▽

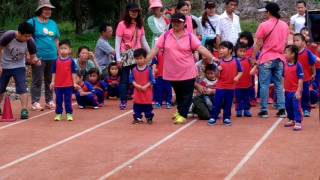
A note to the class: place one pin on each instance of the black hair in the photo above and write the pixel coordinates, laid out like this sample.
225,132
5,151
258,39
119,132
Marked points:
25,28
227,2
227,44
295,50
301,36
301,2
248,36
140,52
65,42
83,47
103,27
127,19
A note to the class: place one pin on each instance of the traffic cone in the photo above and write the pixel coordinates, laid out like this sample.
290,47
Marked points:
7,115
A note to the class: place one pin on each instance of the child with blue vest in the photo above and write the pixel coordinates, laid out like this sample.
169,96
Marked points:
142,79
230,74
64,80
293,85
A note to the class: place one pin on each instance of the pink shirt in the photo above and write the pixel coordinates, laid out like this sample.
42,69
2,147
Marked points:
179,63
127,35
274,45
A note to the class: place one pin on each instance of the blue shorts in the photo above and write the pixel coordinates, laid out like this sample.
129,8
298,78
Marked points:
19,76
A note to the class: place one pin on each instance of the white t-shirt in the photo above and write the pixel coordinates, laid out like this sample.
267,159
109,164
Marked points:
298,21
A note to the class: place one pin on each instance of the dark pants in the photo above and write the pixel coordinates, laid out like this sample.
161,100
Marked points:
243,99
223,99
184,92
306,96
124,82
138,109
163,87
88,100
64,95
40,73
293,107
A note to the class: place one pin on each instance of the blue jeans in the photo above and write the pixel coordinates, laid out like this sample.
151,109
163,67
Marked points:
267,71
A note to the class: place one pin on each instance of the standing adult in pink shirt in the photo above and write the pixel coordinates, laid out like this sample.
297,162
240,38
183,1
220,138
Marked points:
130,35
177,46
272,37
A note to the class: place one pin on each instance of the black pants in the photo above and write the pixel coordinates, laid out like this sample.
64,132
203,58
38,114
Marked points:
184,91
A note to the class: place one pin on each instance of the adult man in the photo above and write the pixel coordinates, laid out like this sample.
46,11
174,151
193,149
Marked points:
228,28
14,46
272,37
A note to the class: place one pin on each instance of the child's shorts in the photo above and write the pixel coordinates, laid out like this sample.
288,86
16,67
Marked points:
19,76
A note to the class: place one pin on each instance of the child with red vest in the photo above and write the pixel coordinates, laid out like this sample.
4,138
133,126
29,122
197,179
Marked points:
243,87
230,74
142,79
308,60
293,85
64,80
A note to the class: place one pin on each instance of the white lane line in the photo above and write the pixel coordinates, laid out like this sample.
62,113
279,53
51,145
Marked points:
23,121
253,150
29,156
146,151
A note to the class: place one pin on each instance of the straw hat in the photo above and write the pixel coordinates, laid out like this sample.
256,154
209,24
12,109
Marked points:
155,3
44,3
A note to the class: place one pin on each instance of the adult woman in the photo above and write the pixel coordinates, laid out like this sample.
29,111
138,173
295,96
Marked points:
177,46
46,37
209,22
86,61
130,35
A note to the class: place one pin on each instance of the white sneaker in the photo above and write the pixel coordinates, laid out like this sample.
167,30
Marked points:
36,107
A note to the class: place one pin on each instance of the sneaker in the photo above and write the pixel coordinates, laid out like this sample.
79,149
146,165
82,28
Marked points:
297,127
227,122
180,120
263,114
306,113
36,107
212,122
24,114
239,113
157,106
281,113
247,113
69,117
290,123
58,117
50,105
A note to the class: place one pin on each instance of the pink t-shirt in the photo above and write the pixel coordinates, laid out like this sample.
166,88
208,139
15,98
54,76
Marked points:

△
▽

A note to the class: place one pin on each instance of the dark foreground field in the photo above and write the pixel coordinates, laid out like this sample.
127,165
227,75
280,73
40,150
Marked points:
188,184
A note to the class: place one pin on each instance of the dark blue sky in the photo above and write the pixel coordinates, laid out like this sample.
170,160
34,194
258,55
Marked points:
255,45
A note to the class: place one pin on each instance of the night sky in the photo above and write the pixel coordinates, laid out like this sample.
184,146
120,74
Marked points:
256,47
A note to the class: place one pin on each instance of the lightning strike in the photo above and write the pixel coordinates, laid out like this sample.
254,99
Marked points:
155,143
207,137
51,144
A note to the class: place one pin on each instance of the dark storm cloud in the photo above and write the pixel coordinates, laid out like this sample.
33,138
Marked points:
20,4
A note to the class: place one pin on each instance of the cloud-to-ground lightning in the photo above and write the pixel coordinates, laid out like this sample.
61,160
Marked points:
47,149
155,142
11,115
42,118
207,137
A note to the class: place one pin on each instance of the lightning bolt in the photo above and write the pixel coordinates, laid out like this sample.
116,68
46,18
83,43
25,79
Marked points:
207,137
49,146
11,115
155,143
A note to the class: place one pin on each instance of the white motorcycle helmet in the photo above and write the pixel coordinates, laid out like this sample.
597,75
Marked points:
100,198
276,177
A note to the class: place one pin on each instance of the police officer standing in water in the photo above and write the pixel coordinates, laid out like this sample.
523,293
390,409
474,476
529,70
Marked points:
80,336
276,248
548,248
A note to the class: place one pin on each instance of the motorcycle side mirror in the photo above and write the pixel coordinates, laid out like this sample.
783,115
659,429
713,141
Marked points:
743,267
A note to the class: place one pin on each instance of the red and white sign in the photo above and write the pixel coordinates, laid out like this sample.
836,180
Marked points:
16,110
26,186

△
▽

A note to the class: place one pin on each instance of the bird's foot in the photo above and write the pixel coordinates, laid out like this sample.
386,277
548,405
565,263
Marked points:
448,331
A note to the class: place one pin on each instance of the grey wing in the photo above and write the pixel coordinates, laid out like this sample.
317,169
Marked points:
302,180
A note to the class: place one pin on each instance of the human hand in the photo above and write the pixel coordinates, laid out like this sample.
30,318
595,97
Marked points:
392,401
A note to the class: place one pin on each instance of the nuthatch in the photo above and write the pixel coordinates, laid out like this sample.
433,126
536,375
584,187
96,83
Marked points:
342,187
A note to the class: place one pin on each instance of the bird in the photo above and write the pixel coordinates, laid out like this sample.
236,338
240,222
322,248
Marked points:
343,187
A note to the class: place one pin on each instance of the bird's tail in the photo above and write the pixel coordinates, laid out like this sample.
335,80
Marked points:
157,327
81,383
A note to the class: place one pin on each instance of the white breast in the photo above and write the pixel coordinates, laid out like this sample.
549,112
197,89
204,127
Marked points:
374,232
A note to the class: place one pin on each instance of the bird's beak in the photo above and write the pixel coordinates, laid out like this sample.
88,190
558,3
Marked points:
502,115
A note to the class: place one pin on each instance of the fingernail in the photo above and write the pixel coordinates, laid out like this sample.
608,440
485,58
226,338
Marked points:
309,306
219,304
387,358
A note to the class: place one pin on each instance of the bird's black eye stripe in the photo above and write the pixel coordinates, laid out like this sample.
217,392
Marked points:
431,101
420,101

△

Can you locate every line in the entries above that contains the word "pants" and copy each of those lines in full? Case counts.

A note to the class: place one pin on each instance of the dark pants in the photo above and write the pixel coordinates, laid out like this sample.
A note to the class: place one pin on each instance of the black pants in the photo above and write the pixel coordinates, laid out like this sample.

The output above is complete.